“Why do I need to learn this Stuff?” Tobias, a fifteen year-old boy, was talking in group family therapy about how much he hated school. A teenager who hates school; what a surprise! But his stating that Geometry was a waste of time because he couldn’t see what possible use he would ever have for it, struck a familiar chord. This was exactly the same conversation some forty-five years ago among students in the same high school. It was amazing that after four and a half decades, no one is bothering to teach kids how to relate. So children are still asking the same question, “Why do I need to learn this stuff?” And, the only answer they used to get was, “You’re going to have to balance your check book some day.” But now we have computers that allow our youngsters to go light years beyond balancing a checkbook, so the question still stands, “Why do I need to learn this stuff?”
Accordingly, it was time to show Tobias and his friends how to have access to a little joy in their learning, so I asked him, “Did you know that the circle is the foundation of all existence?” When he looked at me he seemed a little less bored, so I knew that I was on to something. “Circular motion is the nature of time and space. If you were able to walk in any direction for 26,000 miles you would end up where you started. Everything constantly moves in circles even when we’re standing still and there is no such thing as a straight line. Also, the circle has one unique property; it has no beginning and no end. So I want you to think about this next question. If the circle, which is the foundation of the created universe, has no beginning and no end, when did it begin?” Tobias looked mesmerized. He was probably trying to figure out what planet I just came from.
So, it’s all about shape, which Wikipedia defines as “the external two-dimensional outline, appearance or configuration of some thing — in contrast to the matter or content or substance of which it is composed.” The opposite of shape is shapeless, which one might think is a blob or liquid that takes the contour of the container that’s holding it. But, the blob or drop of water has its own shape; it’s just irregular and malleable. So “shapeless” has more to do with having no visible outline, like gas or energy. Nothingness is also shapeless, but then what are we talking about?

» Recorded data:
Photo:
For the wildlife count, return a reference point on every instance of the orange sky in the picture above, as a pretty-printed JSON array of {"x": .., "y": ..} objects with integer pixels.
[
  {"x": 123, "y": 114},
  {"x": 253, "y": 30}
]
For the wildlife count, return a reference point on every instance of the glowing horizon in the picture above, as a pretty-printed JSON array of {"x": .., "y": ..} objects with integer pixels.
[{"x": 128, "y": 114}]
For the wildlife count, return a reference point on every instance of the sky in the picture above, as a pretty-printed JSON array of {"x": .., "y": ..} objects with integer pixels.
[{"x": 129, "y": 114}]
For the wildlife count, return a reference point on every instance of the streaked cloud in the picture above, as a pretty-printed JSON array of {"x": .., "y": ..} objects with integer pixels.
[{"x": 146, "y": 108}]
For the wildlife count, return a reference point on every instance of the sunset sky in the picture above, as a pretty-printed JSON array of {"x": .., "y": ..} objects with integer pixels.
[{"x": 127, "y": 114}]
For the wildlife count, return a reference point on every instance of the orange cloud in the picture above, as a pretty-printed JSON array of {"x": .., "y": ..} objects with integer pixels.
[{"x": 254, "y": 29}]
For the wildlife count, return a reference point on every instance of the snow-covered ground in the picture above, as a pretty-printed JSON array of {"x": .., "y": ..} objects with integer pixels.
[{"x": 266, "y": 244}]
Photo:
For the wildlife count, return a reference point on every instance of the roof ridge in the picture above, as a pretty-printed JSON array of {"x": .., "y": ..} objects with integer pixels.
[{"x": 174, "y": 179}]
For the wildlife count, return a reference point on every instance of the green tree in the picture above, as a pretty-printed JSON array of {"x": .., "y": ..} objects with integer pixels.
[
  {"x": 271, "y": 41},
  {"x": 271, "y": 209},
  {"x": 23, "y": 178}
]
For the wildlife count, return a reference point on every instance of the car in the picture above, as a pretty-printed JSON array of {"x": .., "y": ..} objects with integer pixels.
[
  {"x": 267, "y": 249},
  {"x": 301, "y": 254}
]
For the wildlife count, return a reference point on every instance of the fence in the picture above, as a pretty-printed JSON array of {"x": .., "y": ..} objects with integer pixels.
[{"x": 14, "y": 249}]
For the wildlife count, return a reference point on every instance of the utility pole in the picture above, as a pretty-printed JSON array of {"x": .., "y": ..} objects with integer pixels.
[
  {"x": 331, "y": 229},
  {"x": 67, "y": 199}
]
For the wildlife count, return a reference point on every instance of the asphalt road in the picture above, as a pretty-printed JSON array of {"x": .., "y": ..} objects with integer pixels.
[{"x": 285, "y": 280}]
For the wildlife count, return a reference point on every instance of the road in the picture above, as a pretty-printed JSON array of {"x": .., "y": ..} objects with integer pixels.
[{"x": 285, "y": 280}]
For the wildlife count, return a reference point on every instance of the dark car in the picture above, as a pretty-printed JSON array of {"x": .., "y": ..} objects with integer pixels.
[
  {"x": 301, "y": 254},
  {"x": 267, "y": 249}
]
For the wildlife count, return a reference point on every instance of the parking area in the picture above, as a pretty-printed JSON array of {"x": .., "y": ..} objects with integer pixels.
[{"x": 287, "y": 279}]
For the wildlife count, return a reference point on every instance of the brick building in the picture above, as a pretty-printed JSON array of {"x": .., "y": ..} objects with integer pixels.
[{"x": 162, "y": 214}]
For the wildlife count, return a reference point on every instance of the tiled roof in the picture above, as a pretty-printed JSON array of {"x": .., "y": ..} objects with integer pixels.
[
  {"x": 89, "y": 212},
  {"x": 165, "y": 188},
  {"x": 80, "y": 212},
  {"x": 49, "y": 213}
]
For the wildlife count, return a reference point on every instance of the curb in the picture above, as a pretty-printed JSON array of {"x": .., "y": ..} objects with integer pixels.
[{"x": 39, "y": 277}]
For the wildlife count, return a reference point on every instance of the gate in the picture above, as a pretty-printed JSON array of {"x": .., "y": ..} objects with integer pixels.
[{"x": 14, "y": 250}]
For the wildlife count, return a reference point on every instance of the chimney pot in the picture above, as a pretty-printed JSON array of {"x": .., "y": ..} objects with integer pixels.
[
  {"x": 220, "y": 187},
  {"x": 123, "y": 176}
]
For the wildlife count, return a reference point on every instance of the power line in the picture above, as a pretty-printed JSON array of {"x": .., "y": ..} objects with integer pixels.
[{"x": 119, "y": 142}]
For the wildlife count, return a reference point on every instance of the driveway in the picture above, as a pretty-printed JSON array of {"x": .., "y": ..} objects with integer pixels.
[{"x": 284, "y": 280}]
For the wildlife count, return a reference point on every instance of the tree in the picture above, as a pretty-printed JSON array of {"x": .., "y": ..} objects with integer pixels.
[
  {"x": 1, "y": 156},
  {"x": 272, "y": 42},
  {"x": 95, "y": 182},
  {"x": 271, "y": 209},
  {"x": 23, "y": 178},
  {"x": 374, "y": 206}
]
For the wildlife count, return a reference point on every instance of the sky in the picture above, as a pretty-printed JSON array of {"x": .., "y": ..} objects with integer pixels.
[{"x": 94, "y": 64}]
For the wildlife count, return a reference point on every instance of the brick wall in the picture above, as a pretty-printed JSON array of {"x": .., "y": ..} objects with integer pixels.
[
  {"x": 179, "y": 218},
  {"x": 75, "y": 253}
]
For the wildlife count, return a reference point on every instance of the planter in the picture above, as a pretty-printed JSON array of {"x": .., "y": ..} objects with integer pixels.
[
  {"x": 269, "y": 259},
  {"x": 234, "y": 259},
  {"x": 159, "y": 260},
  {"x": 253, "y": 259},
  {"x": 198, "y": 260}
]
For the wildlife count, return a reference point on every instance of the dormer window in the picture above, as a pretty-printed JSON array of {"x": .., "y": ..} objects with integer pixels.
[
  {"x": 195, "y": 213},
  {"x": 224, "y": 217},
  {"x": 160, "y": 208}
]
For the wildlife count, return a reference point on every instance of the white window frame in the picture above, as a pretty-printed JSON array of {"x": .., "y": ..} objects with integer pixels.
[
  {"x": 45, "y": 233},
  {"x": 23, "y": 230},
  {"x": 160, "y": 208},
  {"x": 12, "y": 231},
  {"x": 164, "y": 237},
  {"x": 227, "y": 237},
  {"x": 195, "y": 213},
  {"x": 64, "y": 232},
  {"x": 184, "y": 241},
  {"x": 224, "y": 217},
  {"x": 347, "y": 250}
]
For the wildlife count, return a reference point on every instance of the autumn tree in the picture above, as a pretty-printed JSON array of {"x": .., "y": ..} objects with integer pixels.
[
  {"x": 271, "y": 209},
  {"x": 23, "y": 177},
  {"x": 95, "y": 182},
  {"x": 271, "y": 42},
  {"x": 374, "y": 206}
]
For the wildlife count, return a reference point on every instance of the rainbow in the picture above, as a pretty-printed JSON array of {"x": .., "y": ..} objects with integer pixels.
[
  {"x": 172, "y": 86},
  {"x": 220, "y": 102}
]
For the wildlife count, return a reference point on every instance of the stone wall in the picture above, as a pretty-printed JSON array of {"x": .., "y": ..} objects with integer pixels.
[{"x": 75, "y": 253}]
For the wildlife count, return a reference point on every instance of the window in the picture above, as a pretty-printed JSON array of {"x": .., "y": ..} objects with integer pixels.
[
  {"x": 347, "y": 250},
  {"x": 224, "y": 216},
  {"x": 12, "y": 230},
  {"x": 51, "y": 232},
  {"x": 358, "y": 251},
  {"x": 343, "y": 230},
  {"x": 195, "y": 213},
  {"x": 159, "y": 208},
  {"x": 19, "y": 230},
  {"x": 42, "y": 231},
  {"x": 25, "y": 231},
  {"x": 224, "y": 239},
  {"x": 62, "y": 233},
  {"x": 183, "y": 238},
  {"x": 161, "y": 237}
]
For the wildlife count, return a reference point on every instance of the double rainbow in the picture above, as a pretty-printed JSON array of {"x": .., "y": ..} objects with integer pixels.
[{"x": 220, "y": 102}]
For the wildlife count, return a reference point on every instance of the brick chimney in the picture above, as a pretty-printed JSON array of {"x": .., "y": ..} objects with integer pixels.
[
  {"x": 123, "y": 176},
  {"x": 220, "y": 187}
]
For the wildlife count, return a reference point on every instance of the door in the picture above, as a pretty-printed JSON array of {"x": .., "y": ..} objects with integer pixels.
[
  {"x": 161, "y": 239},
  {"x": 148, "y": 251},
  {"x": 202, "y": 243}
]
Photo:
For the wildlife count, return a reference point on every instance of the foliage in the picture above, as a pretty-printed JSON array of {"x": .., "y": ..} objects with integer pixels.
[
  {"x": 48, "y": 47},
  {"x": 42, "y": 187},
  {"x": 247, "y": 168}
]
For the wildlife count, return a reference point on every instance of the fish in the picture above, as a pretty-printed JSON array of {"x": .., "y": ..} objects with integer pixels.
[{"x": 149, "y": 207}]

» Exercises:
1. In the passage about Tobias and geometry, how many miles would a person walk in any direction to end up back at the starting point?
2. Continue the passage about Tobias and geometry, starting after its final sentence.
The data has no connection to the passage about Tobias and geometry.

» Written responses:
1. 26,000 miles.

2.
The interesting thing about this concept is that despite the connotation of physical structure we seem to be able to apply it also to the realm of intangibles, so these ideas about shape are taking shape. But the point here is that shape is the foundation and infrastructure of all existence and that the key to success and joy is in the forms and structures of the universe by which we shape our thoughts into action to achieve all objectives. Thoughts, for the most part are responses to stimuli emanating from the world around us, which is a hodgepodge of geometry. Hence, the shapes of this finite world influence, impact and inspire what we think, which, in turn governs all of our actions.
Some questions have answers and some don’t, but the bottom line is that we need to look at each of the basic geometric figures as they exist in our language, culture and the world around us so that we may uncover some of the secrets of life to achieve joy and success. Therefore, seeing stimulates thought, thought causes speech, speech transforms to action and action leads to success. So, look, see and enjoy.